- **SELECTED TEXT**:
Complex Regional Pain Syndrome · CRPS · Reflex Sympathetic Dystrophy · RSD

Our Emotional Journey

This post is about the stages of emotions we sometimes experience when you are living with CRPS/RSD or other painful Chronic debilitating illnesses.

CRPS/RSD Is A Journey Through Many Emotions.

Many individuals living with RSD/CRPS or other debilitating illnesses find it hard to explain to loved ones the many emotions that they are going through.

Many feel unsure if they emotions they are experiencing are “Normal“.

Emotions Of Chronic Pain like RSD

Concern:

As you first experience RSD symptoms there is concern over what is happening.

-After consulting with a doctor who specializes in RSD or other related diseases, the concern is directed toward the results of your medical exam.

Fear:

Concern can quickly turn into fear as the uncertainty of the illness becomes the focus. The long-term prognosis may be feared.

Denial:

The most powerful emotion which attempts to take over other prevalent emotions is denial. Avoiding the reality of the situation and continuing to live life as if unaffected by the disease is used as a coping mechanism.

Harm might be caused if denial leads to activities which increase or aggravate symptoms.

- **ASSIGNMENT**: Please reproduce the entire post on the emotions of living with CRPS/RSD, word for word.

Stored data:

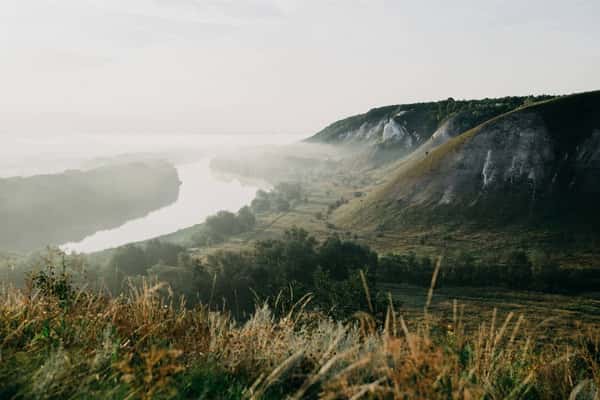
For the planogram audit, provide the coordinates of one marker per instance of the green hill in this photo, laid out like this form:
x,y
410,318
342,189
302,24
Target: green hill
x,y
53,209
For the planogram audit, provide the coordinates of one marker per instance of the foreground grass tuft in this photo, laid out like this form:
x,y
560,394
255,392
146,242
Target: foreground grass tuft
x,y
145,345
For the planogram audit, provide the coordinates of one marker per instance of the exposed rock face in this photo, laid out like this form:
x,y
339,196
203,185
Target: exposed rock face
x,y
540,162
392,132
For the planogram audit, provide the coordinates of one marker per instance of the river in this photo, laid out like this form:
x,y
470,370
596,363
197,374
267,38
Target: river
x,y
202,193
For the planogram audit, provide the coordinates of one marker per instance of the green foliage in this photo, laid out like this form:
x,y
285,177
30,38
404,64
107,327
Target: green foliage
x,y
82,202
514,269
224,224
280,199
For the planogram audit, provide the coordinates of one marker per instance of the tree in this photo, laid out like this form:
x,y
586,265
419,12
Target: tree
x,y
246,219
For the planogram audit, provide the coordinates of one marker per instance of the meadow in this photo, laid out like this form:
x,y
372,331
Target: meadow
x,y
58,341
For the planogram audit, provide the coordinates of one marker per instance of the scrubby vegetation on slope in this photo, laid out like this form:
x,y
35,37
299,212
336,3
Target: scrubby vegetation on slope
x,y
55,209
425,118
60,342
552,179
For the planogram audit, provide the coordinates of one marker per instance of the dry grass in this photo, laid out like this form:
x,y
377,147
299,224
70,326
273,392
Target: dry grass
x,y
147,345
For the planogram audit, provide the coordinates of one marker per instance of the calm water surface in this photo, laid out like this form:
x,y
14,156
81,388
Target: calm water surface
x,y
202,192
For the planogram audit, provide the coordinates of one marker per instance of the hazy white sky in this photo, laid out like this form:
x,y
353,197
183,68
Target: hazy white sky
x,y
276,66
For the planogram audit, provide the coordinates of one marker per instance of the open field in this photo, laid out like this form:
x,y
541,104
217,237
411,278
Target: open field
x,y
547,316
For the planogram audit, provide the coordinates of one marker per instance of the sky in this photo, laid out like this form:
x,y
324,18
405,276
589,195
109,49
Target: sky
x,y
276,66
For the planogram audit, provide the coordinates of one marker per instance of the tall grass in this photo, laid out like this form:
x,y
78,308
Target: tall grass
x,y
148,345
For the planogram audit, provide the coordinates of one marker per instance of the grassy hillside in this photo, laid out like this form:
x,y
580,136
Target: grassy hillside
x,y
424,118
416,184
70,343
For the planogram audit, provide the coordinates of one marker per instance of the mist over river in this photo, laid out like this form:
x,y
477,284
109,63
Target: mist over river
x,y
202,193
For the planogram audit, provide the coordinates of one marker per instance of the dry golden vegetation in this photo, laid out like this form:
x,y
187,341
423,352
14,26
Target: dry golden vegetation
x,y
59,342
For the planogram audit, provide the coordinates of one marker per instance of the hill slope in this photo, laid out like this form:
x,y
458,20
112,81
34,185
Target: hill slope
x,y
54,209
537,164
392,132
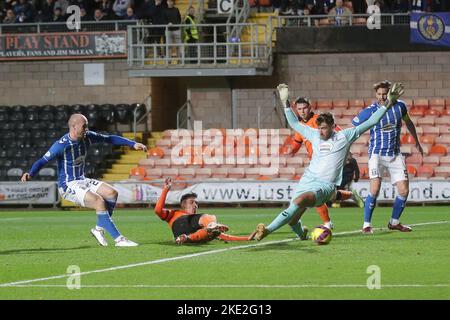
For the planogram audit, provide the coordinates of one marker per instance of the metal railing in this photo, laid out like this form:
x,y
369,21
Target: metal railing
x,y
184,116
346,20
49,27
215,49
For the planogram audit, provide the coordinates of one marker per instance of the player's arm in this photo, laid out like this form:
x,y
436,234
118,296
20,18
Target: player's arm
x,y
54,150
115,140
163,213
292,119
412,129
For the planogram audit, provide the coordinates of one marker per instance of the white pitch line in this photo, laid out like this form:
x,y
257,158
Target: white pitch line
x,y
237,286
188,256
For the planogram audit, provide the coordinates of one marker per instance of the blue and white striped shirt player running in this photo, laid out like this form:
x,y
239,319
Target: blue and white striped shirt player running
x,y
385,135
70,152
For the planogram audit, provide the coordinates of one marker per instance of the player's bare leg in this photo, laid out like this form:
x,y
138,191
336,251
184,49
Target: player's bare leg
x,y
399,205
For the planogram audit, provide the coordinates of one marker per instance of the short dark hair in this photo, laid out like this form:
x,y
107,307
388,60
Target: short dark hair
x,y
302,100
385,84
326,117
187,196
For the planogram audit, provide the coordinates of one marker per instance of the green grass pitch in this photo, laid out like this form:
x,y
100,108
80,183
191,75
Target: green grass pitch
x,y
36,248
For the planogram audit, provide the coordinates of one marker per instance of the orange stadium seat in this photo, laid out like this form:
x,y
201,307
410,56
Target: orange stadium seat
x,y
340,103
437,103
155,152
432,112
420,103
438,149
155,173
425,171
412,171
324,105
443,172
138,173
364,173
414,159
287,173
147,163
444,139
431,160
426,120
357,103
416,112
203,173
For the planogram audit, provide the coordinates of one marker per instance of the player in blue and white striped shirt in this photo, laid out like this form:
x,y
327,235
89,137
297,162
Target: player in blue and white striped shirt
x,y
384,153
70,152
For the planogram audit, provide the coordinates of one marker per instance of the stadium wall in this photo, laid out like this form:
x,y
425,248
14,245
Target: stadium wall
x,y
62,82
321,76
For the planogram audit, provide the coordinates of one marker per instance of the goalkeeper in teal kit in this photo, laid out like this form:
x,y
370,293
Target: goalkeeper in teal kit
x,y
324,173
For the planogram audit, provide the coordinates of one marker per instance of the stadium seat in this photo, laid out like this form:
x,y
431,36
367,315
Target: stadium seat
x,y
162,163
415,159
287,173
421,103
47,174
425,171
138,173
442,171
426,120
431,160
412,171
340,104
432,112
154,173
357,103
155,153
438,149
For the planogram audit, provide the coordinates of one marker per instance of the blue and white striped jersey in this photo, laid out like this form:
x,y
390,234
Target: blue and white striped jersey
x,y
385,135
71,155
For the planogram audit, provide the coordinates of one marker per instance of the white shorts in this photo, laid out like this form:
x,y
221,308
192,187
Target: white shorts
x,y
77,189
395,165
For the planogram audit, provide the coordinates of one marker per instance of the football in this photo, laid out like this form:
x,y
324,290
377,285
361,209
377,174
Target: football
x,y
321,235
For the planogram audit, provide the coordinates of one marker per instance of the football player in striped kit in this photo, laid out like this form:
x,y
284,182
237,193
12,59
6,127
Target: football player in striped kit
x,y
384,154
70,152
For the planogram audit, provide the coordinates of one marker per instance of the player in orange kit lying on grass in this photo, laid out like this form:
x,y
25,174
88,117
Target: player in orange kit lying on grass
x,y
187,225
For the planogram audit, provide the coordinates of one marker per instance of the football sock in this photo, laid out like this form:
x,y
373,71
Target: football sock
x,y
323,213
369,206
199,236
284,217
399,206
344,195
110,205
104,221
297,228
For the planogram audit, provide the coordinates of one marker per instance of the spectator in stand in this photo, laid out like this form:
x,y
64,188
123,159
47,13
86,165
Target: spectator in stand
x,y
400,6
106,7
62,4
45,11
23,11
173,36
99,15
57,15
130,14
359,6
120,8
10,17
418,5
339,14
191,34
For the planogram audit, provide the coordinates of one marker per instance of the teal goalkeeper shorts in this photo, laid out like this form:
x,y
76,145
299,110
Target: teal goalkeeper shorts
x,y
323,190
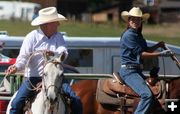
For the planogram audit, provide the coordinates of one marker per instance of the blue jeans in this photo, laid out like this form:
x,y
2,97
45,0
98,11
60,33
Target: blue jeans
x,y
24,93
136,80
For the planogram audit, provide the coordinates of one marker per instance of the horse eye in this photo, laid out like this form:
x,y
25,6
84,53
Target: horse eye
x,y
45,74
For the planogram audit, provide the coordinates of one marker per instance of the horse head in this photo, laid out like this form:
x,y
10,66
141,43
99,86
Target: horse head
x,y
53,76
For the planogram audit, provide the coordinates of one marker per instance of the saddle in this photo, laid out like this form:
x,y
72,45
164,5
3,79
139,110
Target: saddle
x,y
117,86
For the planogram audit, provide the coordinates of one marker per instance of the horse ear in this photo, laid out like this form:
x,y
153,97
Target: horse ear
x,y
62,57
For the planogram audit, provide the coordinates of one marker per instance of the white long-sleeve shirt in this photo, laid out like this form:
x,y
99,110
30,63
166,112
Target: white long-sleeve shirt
x,y
34,41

- **YOUR SOLUTION**:
Complex Regional Pain Syndrome · CRPS · Reflex Sympathetic Dystrophy · RSD

Our Emotional Journey

This post is about the stages of emotions we sometimes experience when you are living with CRPS/RSD or other painful Chronic debilitating illnesses.

CRPS/RSD Is A Journey Through Many Emotions.

Many individuals living with RSD/CRPS or other debilitating illnesses find it hard to explain to loved ones the many emotions that they are going through.

Many feel unsure if they emotions they are experiencing are “Normal“.

Emotions Of Chronic Pain like RSD

Concern:

As you first experience RSD symptoms there is concern over what is happening.

-After consulting with a doctor who specializes in RSD or other related diseases, the concern is directed toward the results of your medical exam.

Fear:

Concern can quickly turn into fear as the uncertainty of the illness becomes the focus. The long-term prognosis may be feared.

Denial:

The most powerful emotion which attempts to take over other prevalent emotions is denial. Avoiding the reality of the situation and continuing to live life as if unaffected by the disease is used as a coping mechanism.

Harm might be caused if denial leads to activities which increase or aggravate symptoms.